(Coordinate annotation entries)
** START **

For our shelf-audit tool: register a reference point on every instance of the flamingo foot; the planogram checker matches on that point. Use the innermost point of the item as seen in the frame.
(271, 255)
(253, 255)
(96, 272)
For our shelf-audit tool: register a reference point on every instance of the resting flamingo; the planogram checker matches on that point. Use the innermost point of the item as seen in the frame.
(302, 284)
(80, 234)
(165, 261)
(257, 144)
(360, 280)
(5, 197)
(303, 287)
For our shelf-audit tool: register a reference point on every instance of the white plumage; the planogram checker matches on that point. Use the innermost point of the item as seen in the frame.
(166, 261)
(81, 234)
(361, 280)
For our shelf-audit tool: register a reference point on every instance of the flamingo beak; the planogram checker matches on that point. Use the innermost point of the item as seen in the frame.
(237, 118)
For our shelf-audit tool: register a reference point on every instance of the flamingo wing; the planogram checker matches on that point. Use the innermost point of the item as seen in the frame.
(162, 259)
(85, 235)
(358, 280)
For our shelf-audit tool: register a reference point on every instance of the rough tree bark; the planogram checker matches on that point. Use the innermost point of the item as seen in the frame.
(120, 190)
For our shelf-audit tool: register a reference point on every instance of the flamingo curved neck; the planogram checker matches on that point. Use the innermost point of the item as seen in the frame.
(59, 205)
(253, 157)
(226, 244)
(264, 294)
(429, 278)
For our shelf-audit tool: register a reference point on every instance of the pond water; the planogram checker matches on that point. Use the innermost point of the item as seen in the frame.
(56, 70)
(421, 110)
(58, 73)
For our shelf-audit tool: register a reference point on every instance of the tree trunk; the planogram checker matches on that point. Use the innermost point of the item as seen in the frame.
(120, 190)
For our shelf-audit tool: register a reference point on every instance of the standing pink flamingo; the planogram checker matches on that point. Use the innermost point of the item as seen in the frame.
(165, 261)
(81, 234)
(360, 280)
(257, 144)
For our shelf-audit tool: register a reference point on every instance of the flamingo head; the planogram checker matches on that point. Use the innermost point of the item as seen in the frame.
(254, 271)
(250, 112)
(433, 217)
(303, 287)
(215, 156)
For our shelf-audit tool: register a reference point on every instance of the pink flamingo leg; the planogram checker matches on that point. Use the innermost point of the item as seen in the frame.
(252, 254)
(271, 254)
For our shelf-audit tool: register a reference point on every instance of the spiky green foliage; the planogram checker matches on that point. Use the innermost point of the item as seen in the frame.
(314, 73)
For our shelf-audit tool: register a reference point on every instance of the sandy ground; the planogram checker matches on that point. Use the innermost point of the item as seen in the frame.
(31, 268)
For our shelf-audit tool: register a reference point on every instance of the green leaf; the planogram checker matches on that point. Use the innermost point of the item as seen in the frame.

** END **

* **EXERCISE DIRECTIONS**:
Rewrite all of the lines above, swapping "reference point" for "anchor point" and leaving everything else as it is.

* **TASK SOLUTION**:
For our shelf-audit tool: register a anchor point on every instance of the flamingo foot; the planogram checker matches on that point. Use the innermost point of the item as seen in the frame.
(271, 255)
(253, 255)
(96, 272)
For our shelf-audit tool: register a anchor point on every instance of the resting flamingo; the planogram checker matches on that point. Use the innermost point of the item as seen in the frame.
(302, 284)
(80, 234)
(165, 261)
(257, 144)
(360, 280)
(5, 197)
(303, 287)
For our shelf-audit tool: register a anchor point on every instance of the white plumage; the planogram checker matches on that point. Use the innermost point of the item as seen in the frame.
(166, 261)
(81, 234)
(361, 280)
For our shelf-audit tool: register a anchor point on every instance of the flamingo beak; the planogram checker matches on that point. Use the innermost point of the item as seen in the frame.
(237, 118)
For our shelf-audit tool: register a anchor point on every instance of the flamingo wing; the planogram checker matches on that point. Use the innermost point of the item as seen in the frame.
(162, 259)
(85, 235)
(358, 280)
For our shelf-audit tool: register a anchor point on every instance of the rough tree bark; the planogram checker matches on that point. Use the innermost point of the item as seen in the frame.
(120, 190)
For our shelf-audit tool: register a anchor point on every instance of the flamingo curved neck; the planogram checker matches on that point. Use the innermost point of the item as seen in the frame.
(59, 205)
(253, 157)
(226, 244)
(264, 294)
(429, 278)
For our shelf-audit tool: register a anchor point on every instance of the pond water; the planogram checker matches on that point. Use the innermost point of the item as seen in the frame.
(56, 70)
(421, 110)
(58, 73)
For our shelf-audit tool: register a anchor point on every instance of the tree trunk; the planogram checker matches on that point. Use the innermost point of the item as seen in the frame.
(120, 190)
For our shelf-audit tool: register a anchor point on every instance of the standing pink flamingo; the planogram checker matches on that point. Use the innermost point of the item as seen in the frame.
(165, 261)
(81, 234)
(360, 280)
(257, 144)
For our shelf-audit tool: register a anchor point on every instance of the flamingo head; the planogram checker matches on that point. Use the innermost point of the item as seen in the frame.
(254, 271)
(250, 112)
(433, 217)
(303, 287)
(215, 156)
For our shelf-audit tool: register a anchor point on every instance of the pink flamingo leg; the planogram checker matches on that point. Use the innermost point of the item as seen in the frame.
(252, 254)
(271, 254)
For our shelf-audit tool: register a anchor point on every instance of the spiky green foliage; the planogram checker matches on that point. Use the innermost point of the item as seen in the frame.
(314, 73)
For our shelf-audit tool: register a anchor point on every instance of the sandy ground; the planogram checker matches on that point. Use the innermost point of the item as seen in the frame.
(31, 268)
For our shelf-audit tool: register a anchor point on every instance of the green leaf; the planogram checker matches on that point. Use the innermost point of the item as seen in the frame.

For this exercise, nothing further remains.